» **PROBLEM DETAILS**:
The expected answer is the set of lines in the data below between the line holding "the large pale" and the line holding "the wide flat", inclusive, written out exactly.

» **SOURCE INFORMATION**:
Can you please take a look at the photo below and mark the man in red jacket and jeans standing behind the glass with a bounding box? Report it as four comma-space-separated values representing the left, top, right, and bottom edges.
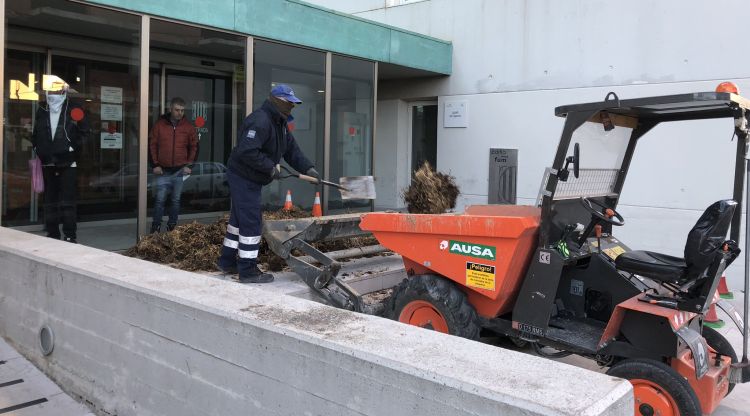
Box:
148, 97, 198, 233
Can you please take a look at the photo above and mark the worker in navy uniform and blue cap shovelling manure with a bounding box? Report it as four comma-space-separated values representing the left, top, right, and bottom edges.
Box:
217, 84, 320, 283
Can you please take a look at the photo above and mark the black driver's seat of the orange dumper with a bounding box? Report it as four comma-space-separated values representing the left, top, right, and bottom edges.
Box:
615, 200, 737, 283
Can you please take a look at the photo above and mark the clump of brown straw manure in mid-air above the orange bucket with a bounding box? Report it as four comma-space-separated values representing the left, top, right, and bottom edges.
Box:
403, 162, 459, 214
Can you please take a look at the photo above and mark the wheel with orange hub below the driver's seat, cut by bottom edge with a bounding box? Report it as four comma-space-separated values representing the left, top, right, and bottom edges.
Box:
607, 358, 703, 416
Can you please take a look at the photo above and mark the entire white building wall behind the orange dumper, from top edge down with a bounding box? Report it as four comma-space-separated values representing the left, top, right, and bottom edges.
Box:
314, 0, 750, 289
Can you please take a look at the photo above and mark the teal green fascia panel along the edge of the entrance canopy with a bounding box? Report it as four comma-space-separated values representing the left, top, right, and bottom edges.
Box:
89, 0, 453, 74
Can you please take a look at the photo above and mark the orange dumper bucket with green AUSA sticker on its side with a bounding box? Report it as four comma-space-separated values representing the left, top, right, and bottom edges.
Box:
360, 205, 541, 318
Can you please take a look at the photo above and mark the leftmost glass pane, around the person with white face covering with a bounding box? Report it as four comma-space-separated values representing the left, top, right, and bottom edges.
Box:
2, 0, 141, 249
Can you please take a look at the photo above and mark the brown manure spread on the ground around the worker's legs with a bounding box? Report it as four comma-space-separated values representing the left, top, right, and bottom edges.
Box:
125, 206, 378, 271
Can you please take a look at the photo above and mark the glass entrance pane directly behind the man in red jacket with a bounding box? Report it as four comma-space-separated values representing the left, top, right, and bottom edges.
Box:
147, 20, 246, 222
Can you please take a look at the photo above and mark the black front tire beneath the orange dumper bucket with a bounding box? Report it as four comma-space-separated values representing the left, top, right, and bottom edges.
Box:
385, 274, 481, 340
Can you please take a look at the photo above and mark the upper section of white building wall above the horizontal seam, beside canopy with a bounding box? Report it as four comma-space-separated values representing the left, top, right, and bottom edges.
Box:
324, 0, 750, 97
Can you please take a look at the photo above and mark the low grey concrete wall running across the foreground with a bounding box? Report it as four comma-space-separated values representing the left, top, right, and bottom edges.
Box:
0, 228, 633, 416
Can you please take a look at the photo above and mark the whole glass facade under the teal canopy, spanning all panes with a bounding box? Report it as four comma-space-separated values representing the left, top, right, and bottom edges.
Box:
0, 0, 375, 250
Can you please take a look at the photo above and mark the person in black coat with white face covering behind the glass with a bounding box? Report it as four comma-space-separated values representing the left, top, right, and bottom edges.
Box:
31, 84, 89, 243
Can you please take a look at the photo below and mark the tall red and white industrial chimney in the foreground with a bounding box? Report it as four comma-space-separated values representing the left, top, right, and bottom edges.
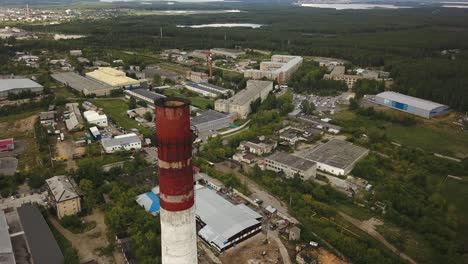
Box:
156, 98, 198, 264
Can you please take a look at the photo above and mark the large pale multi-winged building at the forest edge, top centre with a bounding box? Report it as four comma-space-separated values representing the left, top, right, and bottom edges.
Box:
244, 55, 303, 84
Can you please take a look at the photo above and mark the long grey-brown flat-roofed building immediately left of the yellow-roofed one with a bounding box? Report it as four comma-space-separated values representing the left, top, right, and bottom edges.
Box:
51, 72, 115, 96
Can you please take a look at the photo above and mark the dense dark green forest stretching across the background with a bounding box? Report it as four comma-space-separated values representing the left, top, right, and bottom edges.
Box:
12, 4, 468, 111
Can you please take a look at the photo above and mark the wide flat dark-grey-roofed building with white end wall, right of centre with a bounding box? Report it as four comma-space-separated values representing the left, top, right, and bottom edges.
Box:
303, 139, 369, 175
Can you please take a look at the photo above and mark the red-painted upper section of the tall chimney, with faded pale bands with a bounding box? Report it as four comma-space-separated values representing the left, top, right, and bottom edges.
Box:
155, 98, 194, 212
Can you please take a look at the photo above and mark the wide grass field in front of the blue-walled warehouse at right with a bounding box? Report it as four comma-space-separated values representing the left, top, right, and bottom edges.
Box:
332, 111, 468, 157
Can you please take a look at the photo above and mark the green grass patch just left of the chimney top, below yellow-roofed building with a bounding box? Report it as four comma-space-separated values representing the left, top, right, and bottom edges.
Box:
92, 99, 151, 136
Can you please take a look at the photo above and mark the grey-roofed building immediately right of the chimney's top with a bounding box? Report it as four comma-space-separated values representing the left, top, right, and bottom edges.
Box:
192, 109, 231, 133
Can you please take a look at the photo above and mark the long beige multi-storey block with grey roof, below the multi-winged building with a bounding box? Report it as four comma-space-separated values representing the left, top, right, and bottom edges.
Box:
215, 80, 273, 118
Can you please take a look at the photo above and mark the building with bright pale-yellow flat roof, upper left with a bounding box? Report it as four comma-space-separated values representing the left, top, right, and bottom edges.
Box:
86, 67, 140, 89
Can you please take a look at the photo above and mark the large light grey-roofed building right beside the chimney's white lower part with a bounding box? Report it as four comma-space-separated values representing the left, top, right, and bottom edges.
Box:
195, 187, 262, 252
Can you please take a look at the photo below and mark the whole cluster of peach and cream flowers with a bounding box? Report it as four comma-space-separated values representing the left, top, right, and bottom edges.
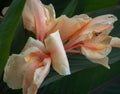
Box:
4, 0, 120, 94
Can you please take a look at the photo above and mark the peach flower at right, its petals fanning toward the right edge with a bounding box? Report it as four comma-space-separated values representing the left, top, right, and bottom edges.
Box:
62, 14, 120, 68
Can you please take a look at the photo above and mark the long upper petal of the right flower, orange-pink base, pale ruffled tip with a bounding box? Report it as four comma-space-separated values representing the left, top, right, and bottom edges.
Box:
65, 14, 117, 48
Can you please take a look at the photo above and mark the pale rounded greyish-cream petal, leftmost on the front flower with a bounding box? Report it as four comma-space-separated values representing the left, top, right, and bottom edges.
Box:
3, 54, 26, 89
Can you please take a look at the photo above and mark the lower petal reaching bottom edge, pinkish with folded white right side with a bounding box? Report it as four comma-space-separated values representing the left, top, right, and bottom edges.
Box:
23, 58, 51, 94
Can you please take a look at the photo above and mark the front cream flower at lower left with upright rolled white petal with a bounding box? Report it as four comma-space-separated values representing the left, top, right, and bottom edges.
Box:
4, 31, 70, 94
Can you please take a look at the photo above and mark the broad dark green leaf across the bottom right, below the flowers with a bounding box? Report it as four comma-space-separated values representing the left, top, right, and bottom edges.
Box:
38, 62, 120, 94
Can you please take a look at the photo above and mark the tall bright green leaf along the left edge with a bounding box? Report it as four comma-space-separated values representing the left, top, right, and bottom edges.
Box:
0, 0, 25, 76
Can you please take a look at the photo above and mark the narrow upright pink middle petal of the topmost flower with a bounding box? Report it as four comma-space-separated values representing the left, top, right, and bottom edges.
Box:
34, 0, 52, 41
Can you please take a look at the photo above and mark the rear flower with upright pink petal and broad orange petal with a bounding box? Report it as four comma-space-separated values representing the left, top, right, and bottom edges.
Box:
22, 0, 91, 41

» **RESPONSE**:
Can you please take a look at the photo above and mark the large pale multi-winged building at the forest edge, top centre with a bounding box? Report it as four comma-space-separated values representing the left, top, right, and bottom edges.
Box:
244, 55, 303, 84
Can you please take a look at the photo above and mark the long grey-brown flat-roofed building immediately left of the yellow-roofed one with a bounding box? Report it as four comma-space-separated values representing the left, top, right, and bottom edges.
Box:
51, 72, 115, 96
Can you please take a look at the photo above and mark the dense dark green forest stretching across the background with a bounding box? Report it as four comma-space-separated values representing the left, top, right, and bottom edges.
Box:
12, 4, 468, 111
Can you please take a look at the photo above and mark the wide flat dark-grey-roofed building with white end wall, right of centre with a bounding box? Report it as four comma-space-separated values representing the left, top, right, and bottom edges.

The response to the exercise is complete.